Texto de origem:
———
Existe algo de errado com este hotel? Certamente não. Podemos afirmar que este hotel tem um grande diferencial competitivo? Também não. O setor hoteleiro brasileiro está se desenvolvendo, e já são inúmeros os hotéis que oferecem o serviço descrito acima. Este é o ponto: quando muitas empresas de um setor oferecem o mesmo padrão de serviços, o setor acaba se “commoditizando”. Quando um hotel oferece o mesmo que a concorrência, perde o diferencial. A percepção gerada é que ofereceu uma boa estadia… Exatamente como muitos outros. O hóspede vai embora satisfeito, mas não encantado.

Existe uma grande diferença entre um cliente satisfeito e um impressionado, entre o hóspede que diz “ok” e o que diz “uau”.
———
Itens fornecidos:
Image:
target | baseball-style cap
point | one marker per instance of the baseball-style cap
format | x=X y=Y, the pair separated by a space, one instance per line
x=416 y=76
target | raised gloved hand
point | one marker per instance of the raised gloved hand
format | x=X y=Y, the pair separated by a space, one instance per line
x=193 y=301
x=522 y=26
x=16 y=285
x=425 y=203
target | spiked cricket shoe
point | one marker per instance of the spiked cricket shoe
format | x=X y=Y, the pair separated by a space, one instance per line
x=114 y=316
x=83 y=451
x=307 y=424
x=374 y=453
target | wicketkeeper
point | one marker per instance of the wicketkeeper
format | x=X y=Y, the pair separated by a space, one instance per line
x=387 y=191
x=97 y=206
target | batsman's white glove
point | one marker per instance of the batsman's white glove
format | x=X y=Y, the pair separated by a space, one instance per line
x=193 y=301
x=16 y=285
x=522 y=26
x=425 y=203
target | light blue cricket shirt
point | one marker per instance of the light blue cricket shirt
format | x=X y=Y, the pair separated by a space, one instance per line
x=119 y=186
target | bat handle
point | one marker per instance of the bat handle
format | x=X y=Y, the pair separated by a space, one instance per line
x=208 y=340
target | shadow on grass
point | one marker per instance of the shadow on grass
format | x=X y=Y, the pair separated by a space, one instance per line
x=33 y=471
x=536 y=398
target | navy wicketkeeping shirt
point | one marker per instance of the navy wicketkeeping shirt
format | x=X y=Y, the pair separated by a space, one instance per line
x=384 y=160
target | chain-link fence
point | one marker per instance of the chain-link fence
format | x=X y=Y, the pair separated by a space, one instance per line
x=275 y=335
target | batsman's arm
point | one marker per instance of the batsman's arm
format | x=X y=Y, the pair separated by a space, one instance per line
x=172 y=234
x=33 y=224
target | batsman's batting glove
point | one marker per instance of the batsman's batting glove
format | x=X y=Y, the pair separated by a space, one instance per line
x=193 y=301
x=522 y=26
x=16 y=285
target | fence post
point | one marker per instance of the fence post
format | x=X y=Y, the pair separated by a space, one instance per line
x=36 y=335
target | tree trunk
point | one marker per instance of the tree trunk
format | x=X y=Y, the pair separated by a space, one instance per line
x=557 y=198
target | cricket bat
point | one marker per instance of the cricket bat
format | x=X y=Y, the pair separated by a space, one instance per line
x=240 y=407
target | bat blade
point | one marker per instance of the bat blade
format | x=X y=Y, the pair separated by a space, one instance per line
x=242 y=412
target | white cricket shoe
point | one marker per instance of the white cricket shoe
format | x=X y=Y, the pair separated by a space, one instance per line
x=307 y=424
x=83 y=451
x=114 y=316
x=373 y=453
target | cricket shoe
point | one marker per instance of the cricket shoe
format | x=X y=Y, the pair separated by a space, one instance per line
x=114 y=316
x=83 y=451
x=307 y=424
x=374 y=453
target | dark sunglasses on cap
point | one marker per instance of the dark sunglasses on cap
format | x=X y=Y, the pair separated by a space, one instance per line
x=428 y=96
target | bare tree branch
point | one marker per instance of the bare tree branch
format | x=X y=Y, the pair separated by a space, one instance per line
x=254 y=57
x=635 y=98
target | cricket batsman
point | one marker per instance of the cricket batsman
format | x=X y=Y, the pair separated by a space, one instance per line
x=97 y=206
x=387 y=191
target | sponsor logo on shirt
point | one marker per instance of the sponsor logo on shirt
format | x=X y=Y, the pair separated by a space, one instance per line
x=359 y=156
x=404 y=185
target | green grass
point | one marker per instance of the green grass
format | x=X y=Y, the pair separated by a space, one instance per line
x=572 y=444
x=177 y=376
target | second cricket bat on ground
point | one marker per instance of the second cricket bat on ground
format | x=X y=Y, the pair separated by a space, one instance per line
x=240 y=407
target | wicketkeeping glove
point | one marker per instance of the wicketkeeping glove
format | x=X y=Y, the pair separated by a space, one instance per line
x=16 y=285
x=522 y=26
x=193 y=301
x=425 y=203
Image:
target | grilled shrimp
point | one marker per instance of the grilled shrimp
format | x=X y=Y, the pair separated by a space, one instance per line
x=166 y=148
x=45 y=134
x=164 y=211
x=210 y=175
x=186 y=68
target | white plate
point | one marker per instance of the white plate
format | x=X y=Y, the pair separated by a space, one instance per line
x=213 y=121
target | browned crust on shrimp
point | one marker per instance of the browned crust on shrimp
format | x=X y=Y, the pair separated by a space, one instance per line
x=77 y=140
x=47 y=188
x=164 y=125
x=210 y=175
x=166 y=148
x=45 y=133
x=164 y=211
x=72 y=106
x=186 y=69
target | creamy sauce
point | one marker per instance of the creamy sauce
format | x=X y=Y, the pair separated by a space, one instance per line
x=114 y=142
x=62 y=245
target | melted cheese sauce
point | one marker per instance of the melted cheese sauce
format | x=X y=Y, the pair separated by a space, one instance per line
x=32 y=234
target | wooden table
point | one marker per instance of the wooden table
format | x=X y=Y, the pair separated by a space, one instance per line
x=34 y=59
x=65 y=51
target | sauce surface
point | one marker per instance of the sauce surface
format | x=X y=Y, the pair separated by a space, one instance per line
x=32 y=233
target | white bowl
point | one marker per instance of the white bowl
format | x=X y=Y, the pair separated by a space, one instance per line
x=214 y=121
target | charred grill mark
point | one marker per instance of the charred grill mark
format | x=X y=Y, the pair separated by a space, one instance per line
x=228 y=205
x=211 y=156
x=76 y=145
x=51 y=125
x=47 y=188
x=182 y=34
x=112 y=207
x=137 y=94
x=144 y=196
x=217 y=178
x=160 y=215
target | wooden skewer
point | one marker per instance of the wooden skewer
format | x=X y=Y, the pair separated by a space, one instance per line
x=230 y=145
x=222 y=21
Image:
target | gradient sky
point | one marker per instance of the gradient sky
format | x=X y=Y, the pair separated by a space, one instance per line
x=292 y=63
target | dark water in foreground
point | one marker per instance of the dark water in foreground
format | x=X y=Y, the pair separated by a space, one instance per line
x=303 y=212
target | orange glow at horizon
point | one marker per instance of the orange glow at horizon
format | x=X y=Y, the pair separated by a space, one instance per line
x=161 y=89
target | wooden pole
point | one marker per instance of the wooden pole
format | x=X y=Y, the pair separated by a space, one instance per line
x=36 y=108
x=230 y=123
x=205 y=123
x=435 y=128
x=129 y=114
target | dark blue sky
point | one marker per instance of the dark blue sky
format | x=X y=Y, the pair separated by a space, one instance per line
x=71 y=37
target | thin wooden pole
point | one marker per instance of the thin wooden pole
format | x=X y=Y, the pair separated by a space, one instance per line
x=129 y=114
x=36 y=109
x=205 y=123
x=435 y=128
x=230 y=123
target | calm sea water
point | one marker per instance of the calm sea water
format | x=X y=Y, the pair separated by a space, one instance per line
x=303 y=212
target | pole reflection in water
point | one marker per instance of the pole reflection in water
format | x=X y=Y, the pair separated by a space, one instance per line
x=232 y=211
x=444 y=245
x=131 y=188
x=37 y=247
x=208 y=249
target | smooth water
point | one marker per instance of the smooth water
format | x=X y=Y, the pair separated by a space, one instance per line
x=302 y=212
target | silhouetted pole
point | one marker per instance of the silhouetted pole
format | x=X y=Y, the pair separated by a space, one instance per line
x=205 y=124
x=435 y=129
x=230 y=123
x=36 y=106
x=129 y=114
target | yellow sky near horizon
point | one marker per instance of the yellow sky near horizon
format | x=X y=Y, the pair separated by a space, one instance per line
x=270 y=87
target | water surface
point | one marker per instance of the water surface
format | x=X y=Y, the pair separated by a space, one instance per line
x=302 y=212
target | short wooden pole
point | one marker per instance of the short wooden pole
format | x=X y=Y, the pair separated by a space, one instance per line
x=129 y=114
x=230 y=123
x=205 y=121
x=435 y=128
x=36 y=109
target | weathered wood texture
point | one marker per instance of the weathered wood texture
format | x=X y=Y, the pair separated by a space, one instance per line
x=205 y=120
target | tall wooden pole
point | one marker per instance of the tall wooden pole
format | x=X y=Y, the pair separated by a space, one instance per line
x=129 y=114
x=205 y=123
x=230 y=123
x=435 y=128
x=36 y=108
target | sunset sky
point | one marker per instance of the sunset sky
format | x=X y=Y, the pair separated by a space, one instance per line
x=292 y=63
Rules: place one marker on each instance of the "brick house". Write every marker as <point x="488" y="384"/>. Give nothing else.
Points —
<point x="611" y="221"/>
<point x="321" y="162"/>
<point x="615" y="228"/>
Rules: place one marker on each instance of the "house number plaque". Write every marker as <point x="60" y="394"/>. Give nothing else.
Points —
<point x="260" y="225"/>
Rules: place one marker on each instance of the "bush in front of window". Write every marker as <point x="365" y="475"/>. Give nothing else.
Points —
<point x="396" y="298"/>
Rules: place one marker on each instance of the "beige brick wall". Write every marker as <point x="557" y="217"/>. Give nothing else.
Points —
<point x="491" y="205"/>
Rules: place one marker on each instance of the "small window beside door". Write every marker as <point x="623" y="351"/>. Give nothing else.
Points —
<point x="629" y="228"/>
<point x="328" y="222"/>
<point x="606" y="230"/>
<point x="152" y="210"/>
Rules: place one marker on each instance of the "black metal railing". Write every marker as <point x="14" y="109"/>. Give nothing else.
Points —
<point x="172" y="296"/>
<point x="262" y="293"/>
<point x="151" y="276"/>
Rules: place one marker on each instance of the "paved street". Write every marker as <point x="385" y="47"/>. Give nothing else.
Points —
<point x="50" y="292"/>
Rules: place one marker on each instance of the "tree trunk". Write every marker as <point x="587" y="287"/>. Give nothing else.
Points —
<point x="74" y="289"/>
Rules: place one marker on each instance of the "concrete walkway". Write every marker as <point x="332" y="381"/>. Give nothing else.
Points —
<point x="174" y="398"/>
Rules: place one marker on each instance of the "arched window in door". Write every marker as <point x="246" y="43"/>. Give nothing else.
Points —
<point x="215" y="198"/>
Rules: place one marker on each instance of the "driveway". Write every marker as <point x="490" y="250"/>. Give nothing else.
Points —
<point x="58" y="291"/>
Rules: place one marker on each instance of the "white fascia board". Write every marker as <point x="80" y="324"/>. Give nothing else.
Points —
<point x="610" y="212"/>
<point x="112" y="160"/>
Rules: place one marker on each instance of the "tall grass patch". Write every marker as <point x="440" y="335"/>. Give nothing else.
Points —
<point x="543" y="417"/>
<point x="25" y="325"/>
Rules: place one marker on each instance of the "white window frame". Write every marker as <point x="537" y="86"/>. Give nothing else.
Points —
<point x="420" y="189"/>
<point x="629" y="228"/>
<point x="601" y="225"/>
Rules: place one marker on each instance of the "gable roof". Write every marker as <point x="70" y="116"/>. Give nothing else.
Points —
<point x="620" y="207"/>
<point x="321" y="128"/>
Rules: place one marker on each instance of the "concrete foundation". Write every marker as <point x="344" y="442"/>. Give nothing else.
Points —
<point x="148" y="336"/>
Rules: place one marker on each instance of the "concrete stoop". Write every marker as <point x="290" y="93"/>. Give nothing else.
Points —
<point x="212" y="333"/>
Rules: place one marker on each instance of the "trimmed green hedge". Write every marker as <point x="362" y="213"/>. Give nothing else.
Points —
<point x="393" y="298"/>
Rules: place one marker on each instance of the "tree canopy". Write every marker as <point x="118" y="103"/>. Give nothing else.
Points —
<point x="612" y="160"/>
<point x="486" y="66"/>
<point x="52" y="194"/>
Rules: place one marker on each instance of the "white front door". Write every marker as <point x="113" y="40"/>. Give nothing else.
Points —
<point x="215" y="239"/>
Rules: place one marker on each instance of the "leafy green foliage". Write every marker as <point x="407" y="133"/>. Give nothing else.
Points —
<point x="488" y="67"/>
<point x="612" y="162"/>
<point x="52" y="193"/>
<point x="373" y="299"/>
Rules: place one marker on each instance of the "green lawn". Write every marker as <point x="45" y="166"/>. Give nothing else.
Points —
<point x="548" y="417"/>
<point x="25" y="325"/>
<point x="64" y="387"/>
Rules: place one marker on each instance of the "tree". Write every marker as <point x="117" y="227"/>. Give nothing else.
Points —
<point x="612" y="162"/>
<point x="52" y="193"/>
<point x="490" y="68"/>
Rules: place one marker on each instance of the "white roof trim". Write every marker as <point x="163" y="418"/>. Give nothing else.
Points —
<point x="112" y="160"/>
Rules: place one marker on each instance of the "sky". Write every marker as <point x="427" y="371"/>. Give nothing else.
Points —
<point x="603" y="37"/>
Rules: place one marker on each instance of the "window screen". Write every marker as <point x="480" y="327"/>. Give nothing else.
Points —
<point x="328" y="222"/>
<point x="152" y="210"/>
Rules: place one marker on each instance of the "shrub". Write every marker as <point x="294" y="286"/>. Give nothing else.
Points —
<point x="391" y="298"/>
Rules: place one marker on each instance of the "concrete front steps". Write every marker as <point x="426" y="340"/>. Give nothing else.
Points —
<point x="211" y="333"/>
———
Lista de tarefas:
1. Segundo o texto sobre hotelaria, em que estado o hóspede vai embora?
2. No texto sobre hotelaria, reescreva o trecho que começa em "Existe algo de" e vai até "mas não encantado.", trocando "setor hoteleiro brasileiro" por "mercado de hospedagem nacional".
3. Prolongue o texto sobre hotelaria a partir do ponto em que ele termina.
Os itens provêm de uma fonte diferente da do texto.

Respostas esperadas:
1. Satisfeito, mas não encantado.

2.
Existe algo de errado com este hotel? Certamente não. Podemos afirmar que este hotel tem um grande diferencial competitivo? Também não. O mercado de hospedagem nacional está se desenvolvendo, e já são inúmeros os hotéis que oferecem o serviço descrito acima. Este é o ponto: quando muitas empresas de um setor oferecem o mesmo padrão de serviços, o setor acaba se “commoditizando”. Quando um hotel oferece o mesmo que a concorrência, perde o diferencial. A percepção gerada é que ofereceu uma boa estadia… Exatamente como muitos outros. O hóspede vai embora satisfeito, mas não encantado.

3.
Estamos vivendo uma era de concorrência acirrada, onde os serviços cada vez mais se parecem sob o ponto de vista funcional e qualitativo. A idéia de que preço e qualidade são os únicos quesitos considerados importantes na compra, parte da premissa de que o consumidor é um “homo economicus”, que toma suas decisões de maneira racional. E isso não é verdade – menos ainda na atividade turística, por si só cercada de um componente lúdico que vai além da racionalidade. As pessoas estão em busca de menos rotina, querendo mais celebrações e surpresas, se dispondo a pagar para experimentar novas sensações.

Estamos vivendo a era da experiência, e as empresas precisam se adaptar a isso. É o que propõe a Gestão da Experiência do Cliente, um conceito que tem como foco o profundo conhecimento do comportamento do consumidor, do lado racional e emocional, desenvolvendo com ele uma relação harmônica, onde a fidelidade e o lucro são consequências naturais.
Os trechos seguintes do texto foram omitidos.